*Set problem:* Collect every line of the material below that contains the string "light", and copy each one. Case counts.

*Records for the task:*
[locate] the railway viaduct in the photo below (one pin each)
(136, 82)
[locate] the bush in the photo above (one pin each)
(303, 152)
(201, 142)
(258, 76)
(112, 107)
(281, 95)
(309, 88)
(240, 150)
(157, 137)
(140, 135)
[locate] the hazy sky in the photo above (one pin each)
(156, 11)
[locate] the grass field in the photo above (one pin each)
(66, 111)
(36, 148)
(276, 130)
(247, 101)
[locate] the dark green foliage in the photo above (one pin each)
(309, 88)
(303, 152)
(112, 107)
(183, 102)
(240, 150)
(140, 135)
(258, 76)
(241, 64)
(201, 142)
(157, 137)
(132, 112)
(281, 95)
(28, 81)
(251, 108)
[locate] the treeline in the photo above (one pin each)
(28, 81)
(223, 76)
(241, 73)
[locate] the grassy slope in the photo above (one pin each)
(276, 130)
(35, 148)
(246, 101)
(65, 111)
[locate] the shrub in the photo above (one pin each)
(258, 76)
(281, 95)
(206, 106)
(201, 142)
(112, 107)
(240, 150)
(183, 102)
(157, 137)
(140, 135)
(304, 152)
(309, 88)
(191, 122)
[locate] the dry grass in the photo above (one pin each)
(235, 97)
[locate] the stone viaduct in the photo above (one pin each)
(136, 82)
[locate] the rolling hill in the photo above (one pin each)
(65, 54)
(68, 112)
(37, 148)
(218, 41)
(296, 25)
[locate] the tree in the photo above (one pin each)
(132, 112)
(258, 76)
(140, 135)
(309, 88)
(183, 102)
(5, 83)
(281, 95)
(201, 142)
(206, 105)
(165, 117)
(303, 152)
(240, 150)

---

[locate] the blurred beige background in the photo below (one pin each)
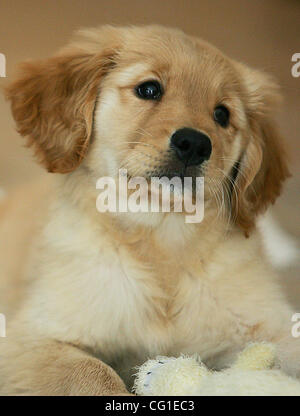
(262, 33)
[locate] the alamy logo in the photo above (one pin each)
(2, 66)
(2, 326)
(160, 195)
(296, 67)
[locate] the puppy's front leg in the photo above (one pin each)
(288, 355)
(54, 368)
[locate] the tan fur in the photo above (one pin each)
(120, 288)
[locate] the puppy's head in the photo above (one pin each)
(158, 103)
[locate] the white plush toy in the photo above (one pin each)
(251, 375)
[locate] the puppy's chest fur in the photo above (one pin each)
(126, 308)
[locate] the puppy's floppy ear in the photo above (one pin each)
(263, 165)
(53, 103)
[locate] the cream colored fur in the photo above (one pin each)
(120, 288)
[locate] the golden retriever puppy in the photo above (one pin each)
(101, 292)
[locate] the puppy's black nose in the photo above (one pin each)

* * *

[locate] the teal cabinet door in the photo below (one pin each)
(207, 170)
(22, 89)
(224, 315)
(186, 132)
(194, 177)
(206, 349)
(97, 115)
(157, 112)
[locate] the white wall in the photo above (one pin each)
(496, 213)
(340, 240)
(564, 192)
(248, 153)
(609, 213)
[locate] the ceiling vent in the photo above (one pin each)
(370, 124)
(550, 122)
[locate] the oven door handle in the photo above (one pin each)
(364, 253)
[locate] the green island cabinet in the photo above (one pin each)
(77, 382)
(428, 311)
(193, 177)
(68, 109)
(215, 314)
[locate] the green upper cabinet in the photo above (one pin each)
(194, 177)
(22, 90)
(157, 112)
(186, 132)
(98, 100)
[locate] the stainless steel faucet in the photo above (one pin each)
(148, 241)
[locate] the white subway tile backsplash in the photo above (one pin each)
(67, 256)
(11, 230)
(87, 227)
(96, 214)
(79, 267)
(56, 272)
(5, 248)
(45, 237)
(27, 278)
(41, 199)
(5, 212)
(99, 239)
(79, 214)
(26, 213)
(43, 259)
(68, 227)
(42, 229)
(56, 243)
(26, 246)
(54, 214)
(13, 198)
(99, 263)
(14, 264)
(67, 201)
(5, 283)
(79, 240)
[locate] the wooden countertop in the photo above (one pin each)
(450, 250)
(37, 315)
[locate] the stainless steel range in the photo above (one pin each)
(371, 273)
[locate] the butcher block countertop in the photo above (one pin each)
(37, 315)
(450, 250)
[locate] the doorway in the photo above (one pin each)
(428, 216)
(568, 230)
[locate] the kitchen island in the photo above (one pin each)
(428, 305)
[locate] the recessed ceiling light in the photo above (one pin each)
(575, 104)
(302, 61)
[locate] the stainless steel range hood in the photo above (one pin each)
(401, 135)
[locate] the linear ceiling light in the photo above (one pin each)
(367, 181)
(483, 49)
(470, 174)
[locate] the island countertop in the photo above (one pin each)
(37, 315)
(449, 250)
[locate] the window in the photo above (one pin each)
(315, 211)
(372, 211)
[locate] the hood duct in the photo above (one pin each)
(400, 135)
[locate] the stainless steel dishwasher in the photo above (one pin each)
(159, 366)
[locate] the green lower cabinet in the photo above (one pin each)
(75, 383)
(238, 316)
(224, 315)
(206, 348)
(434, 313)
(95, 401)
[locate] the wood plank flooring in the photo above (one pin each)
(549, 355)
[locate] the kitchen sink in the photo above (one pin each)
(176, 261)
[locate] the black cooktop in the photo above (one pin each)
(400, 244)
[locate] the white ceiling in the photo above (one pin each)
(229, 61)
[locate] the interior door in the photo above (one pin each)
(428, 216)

*Solution for this problem:*
[locate] the recessed ceiling light in the photo above (one pin each)
[locate] the linear ceiling light in the photo above (one pin each)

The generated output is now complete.